[Image outline annotation entries]
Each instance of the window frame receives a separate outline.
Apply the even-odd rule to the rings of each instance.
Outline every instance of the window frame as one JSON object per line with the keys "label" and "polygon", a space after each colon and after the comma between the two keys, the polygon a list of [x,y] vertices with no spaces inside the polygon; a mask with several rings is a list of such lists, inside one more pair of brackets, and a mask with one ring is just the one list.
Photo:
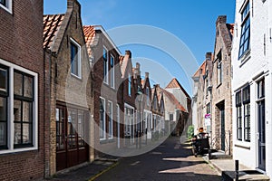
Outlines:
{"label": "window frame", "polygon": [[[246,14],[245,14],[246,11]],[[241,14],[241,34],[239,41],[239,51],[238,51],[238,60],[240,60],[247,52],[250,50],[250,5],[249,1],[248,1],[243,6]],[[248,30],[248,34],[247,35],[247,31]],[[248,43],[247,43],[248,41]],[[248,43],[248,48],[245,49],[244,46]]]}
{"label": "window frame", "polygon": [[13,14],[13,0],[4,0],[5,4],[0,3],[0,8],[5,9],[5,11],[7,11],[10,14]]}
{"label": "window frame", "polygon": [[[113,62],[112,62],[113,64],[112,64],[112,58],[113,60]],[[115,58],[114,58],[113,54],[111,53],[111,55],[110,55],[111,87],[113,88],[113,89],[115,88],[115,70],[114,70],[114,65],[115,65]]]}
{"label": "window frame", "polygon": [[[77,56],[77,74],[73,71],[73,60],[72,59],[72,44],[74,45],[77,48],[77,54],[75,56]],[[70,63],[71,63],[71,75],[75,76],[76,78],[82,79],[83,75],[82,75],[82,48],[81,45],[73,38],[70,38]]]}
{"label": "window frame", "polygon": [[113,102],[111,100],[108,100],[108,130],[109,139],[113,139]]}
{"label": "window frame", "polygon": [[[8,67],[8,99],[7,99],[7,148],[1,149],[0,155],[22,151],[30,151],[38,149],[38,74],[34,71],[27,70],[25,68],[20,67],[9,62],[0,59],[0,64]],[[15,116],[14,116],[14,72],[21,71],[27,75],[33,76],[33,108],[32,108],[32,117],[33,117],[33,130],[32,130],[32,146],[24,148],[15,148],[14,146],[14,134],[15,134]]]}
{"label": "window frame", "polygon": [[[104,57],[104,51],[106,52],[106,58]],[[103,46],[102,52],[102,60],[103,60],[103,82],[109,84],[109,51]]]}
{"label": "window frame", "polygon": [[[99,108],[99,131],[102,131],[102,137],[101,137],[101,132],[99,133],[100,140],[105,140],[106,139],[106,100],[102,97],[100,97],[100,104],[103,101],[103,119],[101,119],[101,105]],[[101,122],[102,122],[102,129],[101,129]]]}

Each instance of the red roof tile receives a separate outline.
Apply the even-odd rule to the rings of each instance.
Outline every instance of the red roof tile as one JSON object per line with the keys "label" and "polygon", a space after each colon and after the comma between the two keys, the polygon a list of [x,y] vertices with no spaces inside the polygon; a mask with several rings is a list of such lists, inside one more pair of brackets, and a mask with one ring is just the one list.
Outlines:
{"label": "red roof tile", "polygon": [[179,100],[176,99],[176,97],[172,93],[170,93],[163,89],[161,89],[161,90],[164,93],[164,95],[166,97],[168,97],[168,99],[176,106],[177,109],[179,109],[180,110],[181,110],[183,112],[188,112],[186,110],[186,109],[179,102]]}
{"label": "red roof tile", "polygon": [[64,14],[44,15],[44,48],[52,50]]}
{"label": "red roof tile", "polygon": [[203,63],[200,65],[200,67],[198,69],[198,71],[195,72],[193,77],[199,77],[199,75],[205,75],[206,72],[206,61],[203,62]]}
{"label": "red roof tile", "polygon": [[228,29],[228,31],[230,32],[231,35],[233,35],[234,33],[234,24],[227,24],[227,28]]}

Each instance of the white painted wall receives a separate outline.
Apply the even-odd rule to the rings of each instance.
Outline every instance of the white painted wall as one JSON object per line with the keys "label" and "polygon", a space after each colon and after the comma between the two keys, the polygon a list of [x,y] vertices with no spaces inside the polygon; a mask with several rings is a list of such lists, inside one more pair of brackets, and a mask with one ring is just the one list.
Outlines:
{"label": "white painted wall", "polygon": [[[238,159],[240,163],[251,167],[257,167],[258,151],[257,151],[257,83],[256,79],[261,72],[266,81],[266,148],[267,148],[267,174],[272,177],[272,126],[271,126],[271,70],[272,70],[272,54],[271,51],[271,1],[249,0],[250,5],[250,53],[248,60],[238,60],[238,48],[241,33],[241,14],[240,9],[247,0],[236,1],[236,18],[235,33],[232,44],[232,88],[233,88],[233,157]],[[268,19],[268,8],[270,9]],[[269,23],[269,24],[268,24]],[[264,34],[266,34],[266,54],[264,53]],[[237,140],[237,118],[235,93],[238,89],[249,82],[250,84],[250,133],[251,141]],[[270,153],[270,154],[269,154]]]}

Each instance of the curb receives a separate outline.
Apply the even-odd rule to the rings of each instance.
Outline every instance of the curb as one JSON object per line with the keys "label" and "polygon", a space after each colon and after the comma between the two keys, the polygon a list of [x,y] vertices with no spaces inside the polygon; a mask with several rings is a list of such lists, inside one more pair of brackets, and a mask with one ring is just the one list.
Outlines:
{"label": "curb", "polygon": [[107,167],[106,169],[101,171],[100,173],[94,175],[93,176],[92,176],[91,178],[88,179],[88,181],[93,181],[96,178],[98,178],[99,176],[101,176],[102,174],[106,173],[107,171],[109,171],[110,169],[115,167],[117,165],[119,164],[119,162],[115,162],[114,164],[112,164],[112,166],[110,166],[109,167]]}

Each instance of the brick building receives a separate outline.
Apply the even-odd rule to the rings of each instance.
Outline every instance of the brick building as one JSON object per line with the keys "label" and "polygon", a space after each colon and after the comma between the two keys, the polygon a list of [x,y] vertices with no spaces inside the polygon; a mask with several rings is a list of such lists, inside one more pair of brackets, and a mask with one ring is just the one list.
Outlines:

## WHAT IS ASKED
Output the stretch of lines from the one containing "Each instance of the brick" through the last line as a JSON list of strings, one string per line, omitting any blank lines.

## EXERCISE ANSWER
[
  "Each instance of the brick building receives a separate outline.",
  "Apply the even-odd rule to the rings of each instance.",
  "Outline every instance of the brick building as one JSON object per line with the keys \"label\" and \"polygon\", a space after each colon and after the comma between the two keys, the polygon a list of [x,y] vertices with no spaces inside the polygon; a mask with several rings is a list of such lists, inside one more pair of brackets, and a mask with one ring is just the one list.",
  "Outlines:"
]